● **Instructions for the task**:
Exactly the lines from the one with "# put a marker on each instance of the green ferris" through the final line of the listing below should appear in the answer, and no others.

-*-

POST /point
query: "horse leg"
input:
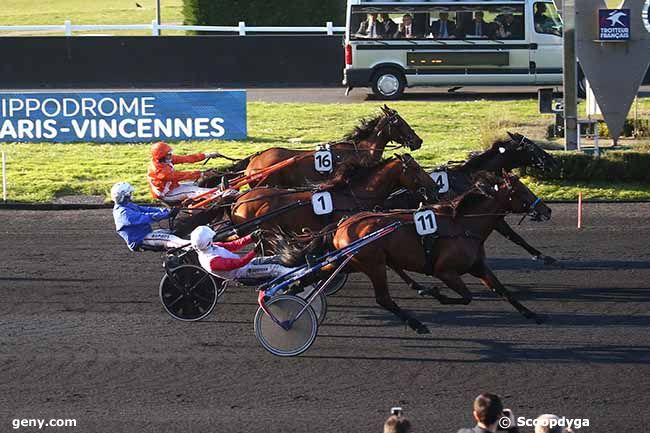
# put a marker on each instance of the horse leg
(506, 231)
(377, 274)
(454, 282)
(414, 285)
(489, 280)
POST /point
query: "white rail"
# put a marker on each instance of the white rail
(68, 28)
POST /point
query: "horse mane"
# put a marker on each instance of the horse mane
(476, 159)
(363, 129)
(348, 171)
(474, 195)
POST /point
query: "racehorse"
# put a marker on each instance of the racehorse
(367, 188)
(363, 146)
(518, 151)
(457, 248)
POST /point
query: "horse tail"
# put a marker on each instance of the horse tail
(294, 250)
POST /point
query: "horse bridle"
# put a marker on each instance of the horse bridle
(393, 120)
(532, 212)
(406, 162)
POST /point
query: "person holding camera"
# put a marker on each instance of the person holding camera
(490, 416)
(397, 423)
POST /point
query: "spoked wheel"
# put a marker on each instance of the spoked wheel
(286, 342)
(319, 304)
(189, 293)
(336, 285)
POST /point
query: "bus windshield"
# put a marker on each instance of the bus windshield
(438, 22)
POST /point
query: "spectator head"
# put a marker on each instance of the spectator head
(488, 409)
(543, 424)
(397, 424)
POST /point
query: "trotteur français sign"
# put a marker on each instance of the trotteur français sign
(614, 24)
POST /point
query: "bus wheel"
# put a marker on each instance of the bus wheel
(388, 83)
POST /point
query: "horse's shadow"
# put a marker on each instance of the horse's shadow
(521, 264)
(483, 350)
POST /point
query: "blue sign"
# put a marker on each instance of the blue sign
(614, 24)
(123, 117)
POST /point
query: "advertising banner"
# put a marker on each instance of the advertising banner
(123, 117)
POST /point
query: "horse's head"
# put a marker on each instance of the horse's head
(414, 178)
(397, 129)
(524, 152)
(520, 199)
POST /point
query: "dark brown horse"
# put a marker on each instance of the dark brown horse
(363, 146)
(367, 188)
(504, 154)
(463, 227)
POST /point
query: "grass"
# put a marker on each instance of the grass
(42, 172)
(37, 12)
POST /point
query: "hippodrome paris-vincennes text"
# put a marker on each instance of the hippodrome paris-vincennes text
(32, 118)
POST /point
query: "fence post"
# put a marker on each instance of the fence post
(4, 178)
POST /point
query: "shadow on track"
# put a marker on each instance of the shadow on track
(479, 350)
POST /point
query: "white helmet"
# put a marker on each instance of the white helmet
(121, 191)
(201, 237)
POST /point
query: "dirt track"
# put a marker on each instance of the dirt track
(82, 335)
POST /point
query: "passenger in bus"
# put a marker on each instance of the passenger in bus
(543, 23)
(408, 29)
(512, 27)
(370, 28)
(389, 26)
(477, 28)
(443, 28)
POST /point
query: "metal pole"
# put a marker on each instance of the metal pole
(4, 178)
(570, 76)
(158, 16)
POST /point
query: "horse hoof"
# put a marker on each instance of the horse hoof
(539, 319)
(548, 260)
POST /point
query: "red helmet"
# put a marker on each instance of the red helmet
(160, 150)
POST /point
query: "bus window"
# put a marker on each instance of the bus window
(547, 20)
(438, 22)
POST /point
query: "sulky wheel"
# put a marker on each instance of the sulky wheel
(319, 304)
(286, 342)
(189, 293)
(336, 285)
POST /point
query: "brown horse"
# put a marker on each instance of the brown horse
(363, 146)
(463, 227)
(368, 188)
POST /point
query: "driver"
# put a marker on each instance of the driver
(133, 222)
(164, 181)
(219, 258)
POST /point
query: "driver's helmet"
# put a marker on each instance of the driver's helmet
(201, 238)
(160, 150)
(121, 192)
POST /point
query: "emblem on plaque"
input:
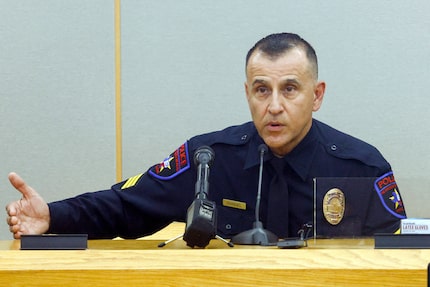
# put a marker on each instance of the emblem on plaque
(334, 206)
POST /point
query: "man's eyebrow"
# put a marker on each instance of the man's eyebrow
(291, 81)
(258, 81)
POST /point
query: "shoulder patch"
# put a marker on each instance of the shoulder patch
(386, 187)
(132, 181)
(173, 165)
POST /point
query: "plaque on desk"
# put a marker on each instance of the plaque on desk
(54, 242)
(340, 205)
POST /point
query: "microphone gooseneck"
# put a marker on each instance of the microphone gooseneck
(257, 235)
(262, 149)
(201, 223)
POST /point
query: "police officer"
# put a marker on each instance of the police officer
(283, 91)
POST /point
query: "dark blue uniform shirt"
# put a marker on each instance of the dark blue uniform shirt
(146, 203)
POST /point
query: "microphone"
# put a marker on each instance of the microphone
(257, 235)
(201, 222)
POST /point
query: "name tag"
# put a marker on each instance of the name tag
(234, 204)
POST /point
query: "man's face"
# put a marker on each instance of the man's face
(282, 94)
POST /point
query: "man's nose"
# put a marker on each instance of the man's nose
(275, 105)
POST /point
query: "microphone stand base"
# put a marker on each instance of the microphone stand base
(256, 236)
(162, 244)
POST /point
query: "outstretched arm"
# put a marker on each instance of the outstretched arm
(30, 214)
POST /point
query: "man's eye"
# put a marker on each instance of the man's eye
(262, 90)
(289, 89)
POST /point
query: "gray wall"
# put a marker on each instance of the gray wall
(183, 74)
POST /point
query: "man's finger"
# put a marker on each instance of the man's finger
(20, 185)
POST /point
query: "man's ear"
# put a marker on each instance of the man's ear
(318, 96)
(246, 91)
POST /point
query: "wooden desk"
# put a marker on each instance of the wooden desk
(142, 263)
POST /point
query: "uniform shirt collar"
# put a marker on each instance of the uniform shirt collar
(299, 159)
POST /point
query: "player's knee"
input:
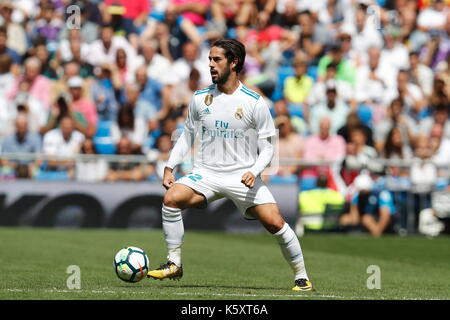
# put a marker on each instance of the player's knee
(275, 224)
(172, 199)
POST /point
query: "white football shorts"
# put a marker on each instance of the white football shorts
(215, 186)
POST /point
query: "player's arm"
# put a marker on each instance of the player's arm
(263, 160)
(181, 147)
(263, 123)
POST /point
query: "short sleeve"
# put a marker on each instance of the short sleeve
(263, 122)
(192, 117)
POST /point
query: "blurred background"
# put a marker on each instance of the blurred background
(91, 92)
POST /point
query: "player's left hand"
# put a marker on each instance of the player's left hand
(248, 179)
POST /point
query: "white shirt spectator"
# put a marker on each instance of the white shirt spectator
(159, 69)
(91, 171)
(375, 90)
(137, 136)
(55, 145)
(396, 58)
(181, 69)
(442, 156)
(98, 55)
(318, 92)
(431, 19)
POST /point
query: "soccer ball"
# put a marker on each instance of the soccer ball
(131, 264)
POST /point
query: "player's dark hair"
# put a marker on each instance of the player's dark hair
(233, 50)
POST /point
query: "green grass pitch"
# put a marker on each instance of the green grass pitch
(221, 266)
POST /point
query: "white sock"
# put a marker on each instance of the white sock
(173, 232)
(292, 252)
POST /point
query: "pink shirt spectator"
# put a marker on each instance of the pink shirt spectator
(330, 149)
(40, 90)
(133, 8)
(87, 108)
(195, 18)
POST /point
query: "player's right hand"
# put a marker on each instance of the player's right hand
(168, 178)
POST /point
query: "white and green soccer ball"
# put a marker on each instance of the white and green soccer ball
(131, 264)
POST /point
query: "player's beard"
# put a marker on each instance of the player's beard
(222, 78)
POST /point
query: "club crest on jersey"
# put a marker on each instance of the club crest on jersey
(239, 113)
(208, 99)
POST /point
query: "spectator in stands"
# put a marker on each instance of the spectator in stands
(130, 126)
(150, 90)
(158, 67)
(313, 206)
(104, 49)
(4, 49)
(59, 110)
(441, 117)
(48, 25)
(298, 87)
(193, 10)
(192, 57)
(394, 53)
(396, 117)
(180, 96)
(363, 30)
(87, 31)
(312, 39)
(345, 70)
(423, 174)
(133, 15)
(6, 77)
(358, 155)
(324, 146)
(48, 67)
(83, 105)
(371, 206)
(353, 121)
(290, 144)
(231, 12)
(71, 70)
(40, 86)
(125, 170)
(420, 74)
(15, 32)
(344, 90)
(373, 80)
(104, 92)
(172, 31)
(90, 170)
(333, 108)
(440, 94)
(411, 94)
(22, 141)
(395, 147)
(64, 141)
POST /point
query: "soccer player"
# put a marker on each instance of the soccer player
(224, 116)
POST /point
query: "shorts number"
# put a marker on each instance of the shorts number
(194, 176)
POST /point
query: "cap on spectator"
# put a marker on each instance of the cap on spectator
(282, 119)
(116, 10)
(330, 85)
(6, 3)
(363, 182)
(75, 82)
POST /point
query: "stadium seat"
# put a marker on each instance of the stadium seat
(104, 145)
(283, 179)
(308, 183)
(283, 73)
(103, 128)
(43, 175)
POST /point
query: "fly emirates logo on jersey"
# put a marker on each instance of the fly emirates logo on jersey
(222, 130)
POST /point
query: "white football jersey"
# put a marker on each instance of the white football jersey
(227, 128)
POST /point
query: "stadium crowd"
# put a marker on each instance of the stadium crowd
(347, 81)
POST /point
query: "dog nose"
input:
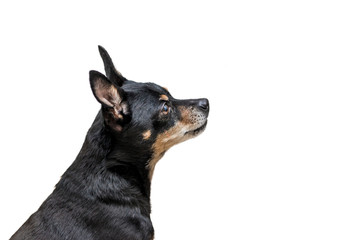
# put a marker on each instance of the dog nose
(204, 104)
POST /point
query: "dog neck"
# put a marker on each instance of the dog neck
(101, 173)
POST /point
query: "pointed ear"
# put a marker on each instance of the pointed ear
(111, 97)
(110, 70)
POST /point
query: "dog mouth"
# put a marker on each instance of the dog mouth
(198, 130)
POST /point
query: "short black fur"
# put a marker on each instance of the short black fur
(105, 193)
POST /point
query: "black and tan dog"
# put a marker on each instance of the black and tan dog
(105, 193)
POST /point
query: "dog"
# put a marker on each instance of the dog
(105, 193)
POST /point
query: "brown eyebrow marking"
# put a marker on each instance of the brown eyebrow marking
(164, 97)
(146, 135)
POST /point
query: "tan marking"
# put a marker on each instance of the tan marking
(171, 137)
(146, 135)
(164, 97)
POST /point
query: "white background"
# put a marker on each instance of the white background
(280, 157)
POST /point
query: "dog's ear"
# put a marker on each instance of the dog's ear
(110, 69)
(111, 98)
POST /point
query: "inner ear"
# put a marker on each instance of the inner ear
(110, 96)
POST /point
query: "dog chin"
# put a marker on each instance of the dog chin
(197, 131)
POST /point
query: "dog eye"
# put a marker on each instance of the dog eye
(165, 108)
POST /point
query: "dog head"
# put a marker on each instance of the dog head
(143, 118)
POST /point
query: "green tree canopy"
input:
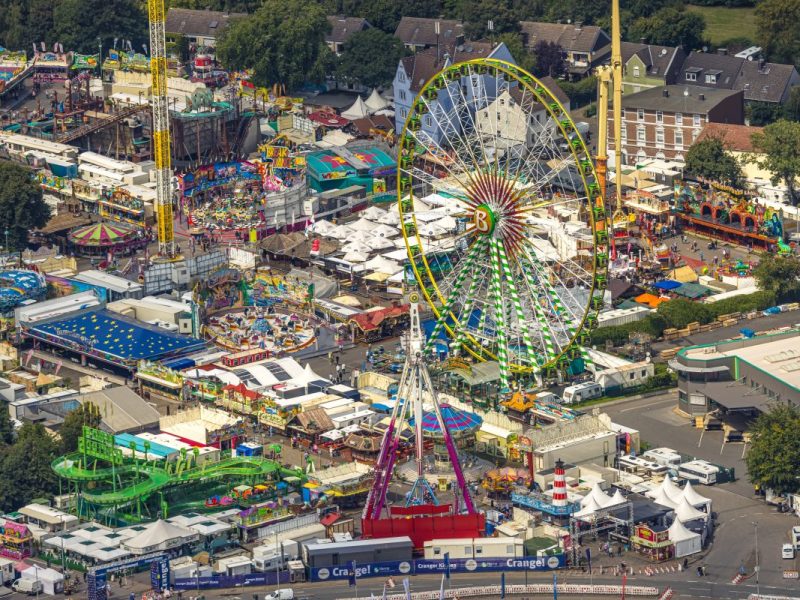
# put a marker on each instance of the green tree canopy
(21, 206)
(776, 29)
(79, 23)
(680, 312)
(779, 145)
(370, 57)
(708, 158)
(780, 275)
(774, 452)
(25, 471)
(670, 26)
(282, 42)
(72, 428)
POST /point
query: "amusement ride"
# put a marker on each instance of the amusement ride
(496, 150)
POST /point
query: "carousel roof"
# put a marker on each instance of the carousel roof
(102, 234)
(455, 420)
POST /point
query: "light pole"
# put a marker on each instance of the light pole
(758, 567)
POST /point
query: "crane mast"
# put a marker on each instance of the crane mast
(161, 140)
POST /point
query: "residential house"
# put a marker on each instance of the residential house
(341, 29)
(585, 47)
(663, 122)
(200, 27)
(415, 70)
(516, 118)
(645, 66)
(738, 141)
(759, 80)
(419, 33)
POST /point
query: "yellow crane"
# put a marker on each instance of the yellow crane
(161, 140)
(610, 77)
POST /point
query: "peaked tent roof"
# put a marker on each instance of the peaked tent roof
(686, 512)
(376, 102)
(358, 110)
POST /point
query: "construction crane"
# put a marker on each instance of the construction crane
(610, 76)
(161, 141)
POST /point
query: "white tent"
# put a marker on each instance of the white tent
(695, 499)
(663, 499)
(373, 213)
(598, 495)
(386, 231)
(159, 536)
(685, 541)
(358, 110)
(376, 102)
(685, 512)
(588, 509)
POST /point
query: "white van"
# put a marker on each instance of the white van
(27, 586)
(581, 392)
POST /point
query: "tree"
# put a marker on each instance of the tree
(779, 148)
(680, 312)
(549, 59)
(370, 57)
(776, 29)
(774, 451)
(282, 43)
(708, 158)
(21, 206)
(80, 23)
(670, 26)
(25, 471)
(72, 428)
(780, 275)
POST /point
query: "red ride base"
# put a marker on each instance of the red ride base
(424, 523)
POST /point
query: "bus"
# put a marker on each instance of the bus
(699, 471)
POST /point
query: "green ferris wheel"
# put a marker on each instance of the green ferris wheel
(503, 218)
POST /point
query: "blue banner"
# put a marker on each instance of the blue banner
(446, 566)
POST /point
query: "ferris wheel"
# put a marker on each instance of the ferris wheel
(503, 218)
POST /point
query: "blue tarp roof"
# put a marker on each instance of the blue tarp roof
(667, 284)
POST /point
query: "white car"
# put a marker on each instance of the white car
(787, 551)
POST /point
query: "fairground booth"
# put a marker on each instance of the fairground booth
(729, 214)
(370, 167)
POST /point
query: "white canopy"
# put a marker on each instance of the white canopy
(588, 509)
(373, 213)
(358, 110)
(685, 512)
(376, 102)
(692, 497)
(663, 499)
(598, 495)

-*-

● **Written solution**:
# put a marker on each instance of the green ferris wheel
(503, 218)
POST /point
query: "blue banner"
# put a marker on each instance of the blue banner
(446, 566)
POST /point
query: "ferris wheel"
# put a marker on each instance of the ferris wheel
(503, 218)
POST /point
query: "blue tarp roof"
# put a marker on each instance of the blue tarp roof
(667, 284)
POST /point
query: "white car"
# put a marker on each instance of the white car
(787, 551)
POST /point
query: "fairground booth"
# put a marker on each instance of the fairground booth
(729, 214)
(370, 167)
POST /point
query: "white canopy"
# put a marker on each instance of the white canopy
(588, 509)
(373, 213)
(358, 110)
(685, 512)
(376, 102)
(692, 497)
(663, 499)
(598, 495)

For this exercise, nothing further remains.